■ SELECTED TEXT
========
|
[Sponsors] |
May 21, 2002, 07:38 |
Parallel speed up
|
#1 |
Guest
Posts: n/a
|
Hi,
Does anyone have experiance with dual processor computer and CFX-5.5 under linux ? What kind of speed-up is common compared to singel processor ? Thanks a lot. Regards Soren |
|
May 21, 2002, 12:01 |
Re: Parallel speed up
|
#2 |
Guest
Posts: n/a
|
I seem to remember that you can obtain a fairly linar relationship assuming you solve a large problem to dissolve the effects of the partitioning (I saw a CFX presentation), but contact your vendor since CFX is very likely to have done the comparison.
|
|
May 21, 2002, 13:02 |
Re: Parallel speed up
|
#3 |
Guest
Posts: n/a
|
CFX-5.5 gets speedups of 1.6-1.8, depending on the problem size, in Linux. This is better on high end workstations, where 1.9-2.1 are typical. The memory and cache architectures on Intel/AMD Linux boxes are just not good enough to get comparable speedups.
Neale |
|
May 22, 2002, 03:14 |
Re: Parallel speed up
|
#4 |
Guest
Posts: n/a
|
Hi
Thanks for the reply. I know that under Windows NT/2k/XP the parallel performance of a dual processor computer is very bad. The speed up is about 1.1 to 1.2. Thats why I am looking at Linux. Any comment ? Regards Soren |
|
May 22, 2002, 04:41 |
Re: Parallel speed up
|
#5 |
Guest
Posts: n/a
|
Using CFX 5.5 on a Pentium-IV with WinNT, we obtained a speed-up of about 1.8-2.0. But, we have only tested it up to 4 PC's.
Astrid |
|
May 22, 2002, 05:43 |
Re: Parallel speed up
|
#6 |
Guest
Posts: n/a
|
Hi Astrid
It the computer singel or dual processor ? Regards Soren |
|
May 22, 2002, 08:44 |
Re: Parallel speed up
|
#7 |
Guest
Posts: n/a
|
I use TASCflow and CFX-5.5 in a Dual PIII PC. I've noted a speed-up about 1.4 - 1.6 in CFX-5 and 1.6 - 1.8 in TASCflow, depending the problem size. I only ran local parallel with two partitions.
========
Copy out the forum thread above about dual-processor speed-up in full, word for word.

■ DATASET EXCERPT
========
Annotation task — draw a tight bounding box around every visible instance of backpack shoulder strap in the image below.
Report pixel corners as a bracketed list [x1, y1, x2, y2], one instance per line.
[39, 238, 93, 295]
========
■ RESULT
|
[Sponsors] |
May 21, 2002, 07:38 |
Parallel speed up
|
#1 |
Guest
Posts: n/a
|
Hi,
Does anyone have experiance with dual processor computer and CFX-5.5 under linux ? What kind of speed-up is common compared to singel processor ? Thanks a lot. Regards Soren |
|
May 21, 2002, 12:01 |
Re: Parallel speed up
|
#2 |
Guest
Posts: n/a
|
I seem to remember that you can obtain a fairly linar relationship assuming you solve a large problem to dissolve the effects of the partitioning (I saw a CFX presentation), but contact your vendor since CFX is very likely to have done the comparison.
|
|
May 21, 2002, 13:02 |
Re: Parallel speed up
|
#3 |
Guest
Posts: n/a
|
CFX-5.5 gets speedups of 1.6-1.8, depending on the problem size, in Linux. This is better on high end workstations, where 1.9-2.1 are typical. The memory and cache architectures on Intel/AMD Linux boxes are just not good enough to get comparable speedups.
Neale |
|
May 22, 2002, 03:14 |
Re: Parallel speed up
|
#4 |
Guest
Posts: n/a
|
Hi
Thanks for the reply. I know that under Windows NT/2k/XP the parallel performance of a dual processor computer is very bad. The speed up is about 1.1 to 1.2. Thats why I am looking at Linux. Any comment ? Regards Soren |
|
May 22, 2002, 04:41 |
Re: Parallel speed up
|
#5 |
Guest
Posts: n/a
|
Using CFX 5.5 on a Pentium-IV with WinNT, we obtained a speed-up of about 1.8-2.0. But, we have only tested it up to 4 PC's.
Astrid |
|
May 22, 2002, 05:43 |
Re: Parallel speed up
|
#6 |
Guest
Posts: n/a
|
Hi Astrid
It the computer singel or dual processor ? Regards Soren |
|
May 22, 2002, 08:44 |
Re: Parallel speed up
|
#7 |
Guest
Posts: n/a
|
I use TASCflow and CFX-5.5 in a Dual PIII PC. I've noted a speed-up about 1.4 - 1.6 in CFX-5 and 1.6 - 1.8 in TASCflow, depending the problem size. I only ran local parallel with two partitions.